What to do: Copy the following lines character for character, with nothing added, dropped, or changed.

Extracted material:

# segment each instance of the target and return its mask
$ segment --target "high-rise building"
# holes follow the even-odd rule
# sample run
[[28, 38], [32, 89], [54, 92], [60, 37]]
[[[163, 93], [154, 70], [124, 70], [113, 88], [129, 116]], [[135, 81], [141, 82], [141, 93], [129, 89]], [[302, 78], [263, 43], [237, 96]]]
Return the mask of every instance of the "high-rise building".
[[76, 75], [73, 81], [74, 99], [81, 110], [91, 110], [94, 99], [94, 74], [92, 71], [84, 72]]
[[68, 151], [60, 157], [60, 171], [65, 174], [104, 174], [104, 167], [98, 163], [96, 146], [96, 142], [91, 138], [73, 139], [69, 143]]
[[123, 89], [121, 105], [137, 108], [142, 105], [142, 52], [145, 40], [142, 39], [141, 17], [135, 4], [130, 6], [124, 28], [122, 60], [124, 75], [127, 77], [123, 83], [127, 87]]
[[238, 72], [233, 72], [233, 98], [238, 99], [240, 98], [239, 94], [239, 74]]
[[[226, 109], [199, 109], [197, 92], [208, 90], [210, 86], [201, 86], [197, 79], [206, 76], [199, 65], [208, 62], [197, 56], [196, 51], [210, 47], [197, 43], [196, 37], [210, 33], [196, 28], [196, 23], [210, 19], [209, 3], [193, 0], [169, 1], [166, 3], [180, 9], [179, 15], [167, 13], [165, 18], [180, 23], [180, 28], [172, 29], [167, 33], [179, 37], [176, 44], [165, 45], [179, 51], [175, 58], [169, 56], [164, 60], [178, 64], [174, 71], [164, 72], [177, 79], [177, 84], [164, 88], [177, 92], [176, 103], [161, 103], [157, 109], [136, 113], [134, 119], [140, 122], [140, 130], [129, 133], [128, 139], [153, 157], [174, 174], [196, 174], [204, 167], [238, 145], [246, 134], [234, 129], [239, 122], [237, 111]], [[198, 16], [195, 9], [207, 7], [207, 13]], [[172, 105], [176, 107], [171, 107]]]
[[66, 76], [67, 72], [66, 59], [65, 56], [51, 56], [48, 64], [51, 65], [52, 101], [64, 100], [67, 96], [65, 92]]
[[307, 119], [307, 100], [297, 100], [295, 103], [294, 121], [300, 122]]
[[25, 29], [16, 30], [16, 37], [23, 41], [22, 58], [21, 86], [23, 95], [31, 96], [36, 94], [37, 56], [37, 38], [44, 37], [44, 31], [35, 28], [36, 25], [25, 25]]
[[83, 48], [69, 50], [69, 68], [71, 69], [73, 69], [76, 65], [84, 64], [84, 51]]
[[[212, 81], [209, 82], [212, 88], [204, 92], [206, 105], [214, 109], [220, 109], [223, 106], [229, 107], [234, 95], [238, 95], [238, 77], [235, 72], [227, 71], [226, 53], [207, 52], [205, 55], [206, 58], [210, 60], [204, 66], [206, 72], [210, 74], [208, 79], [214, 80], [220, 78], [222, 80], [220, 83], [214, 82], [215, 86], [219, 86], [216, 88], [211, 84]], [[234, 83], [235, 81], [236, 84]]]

Exercise result:
# segment each instance of the target and return its mask
$ segment --target "high-rise building"
# holes follow the even-odd rule
# sample run
[[28, 38], [32, 89], [54, 92], [60, 37]]
[[[163, 93], [154, 70], [124, 70], [113, 88], [129, 116]], [[135, 81], [141, 82], [141, 93], [129, 89]], [[302, 78], [263, 43], [237, 96]]]
Return the mask of every instance of the "high-rise building".
[[76, 75], [73, 81], [74, 99], [81, 110], [91, 110], [94, 99], [94, 74], [92, 71], [84, 72]]
[[68, 151], [60, 157], [60, 171], [65, 174], [104, 174], [104, 167], [98, 163], [96, 146], [96, 142], [91, 138], [73, 139], [69, 143]]
[[123, 89], [121, 105], [137, 108], [142, 105], [142, 52], [145, 40], [142, 39], [141, 17], [135, 4], [130, 6], [124, 28], [122, 60], [124, 75], [127, 77], [123, 83], [127, 87]]
[[238, 72], [233, 72], [233, 98], [238, 99], [240, 98], [239, 94], [239, 74]]
[[[226, 109], [199, 109], [197, 92], [208, 90], [210, 86], [201, 86], [197, 79], [206, 76], [199, 65], [208, 62], [197, 56], [196, 51], [210, 47], [197, 43], [196, 37], [210, 33], [196, 28], [196, 23], [210, 19], [209, 3], [193, 0], [169, 1], [166, 3], [180, 9], [179, 15], [167, 13], [165, 18], [180, 23], [180, 28], [172, 29], [167, 33], [179, 37], [176, 44], [165, 45], [179, 51], [175, 58], [169, 56], [164, 60], [178, 64], [174, 71], [164, 72], [177, 79], [177, 84], [164, 88], [177, 92], [176, 103], [161, 103], [157, 109], [136, 113], [134, 119], [140, 122], [140, 130], [129, 133], [128, 139], [153, 157], [174, 174], [196, 174], [204, 167], [238, 145], [246, 134], [234, 129], [239, 122], [237, 111]], [[198, 16], [195, 9], [207, 7], [207, 13]], [[172, 105], [176, 107], [171, 107]]]
[[66, 76], [67, 72], [66, 59], [65, 56], [51, 56], [48, 64], [51, 65], [52, 101], [64, 100], [67, 96], [65, 92]]
[[307, 119], [307, 100], [297, 100], [295, 103], [294, 121], [300, 122]]
[[25, 29], [16, 30], [16, 37], [23, 41], [22, 58], [21, 86], [23, 95], [31, 96], [36, 94], [37, 56], [37, 38], [44, 37], [44, 31], [35, 28], [36, 25], [25, 25]]
[[83, 48], [69, 50], [69, 68], [71, 69], [73, 69], [76, 65], [84, 64], [84, 51]]
[[[212, 81], [209, 82], [212, 88], [204, 92], [206, 105], [214, 109], [220, 109], [223, 106], [229, 107], [234, 95], [238, 95], [238, 77], [235, 72], [227, 71], [226, 53], [207, 52], [205, 55], [206, 58], [210, 60], [204, 66], [206, 72], [210, 74], [208, 79], [214, 80], [220, 78], [222, 80], [220, 83], [214, 82], [215, 86], [219, 86], [216, 88], [211, 84]], [[234, 83], [235, 81], [236, 84]]]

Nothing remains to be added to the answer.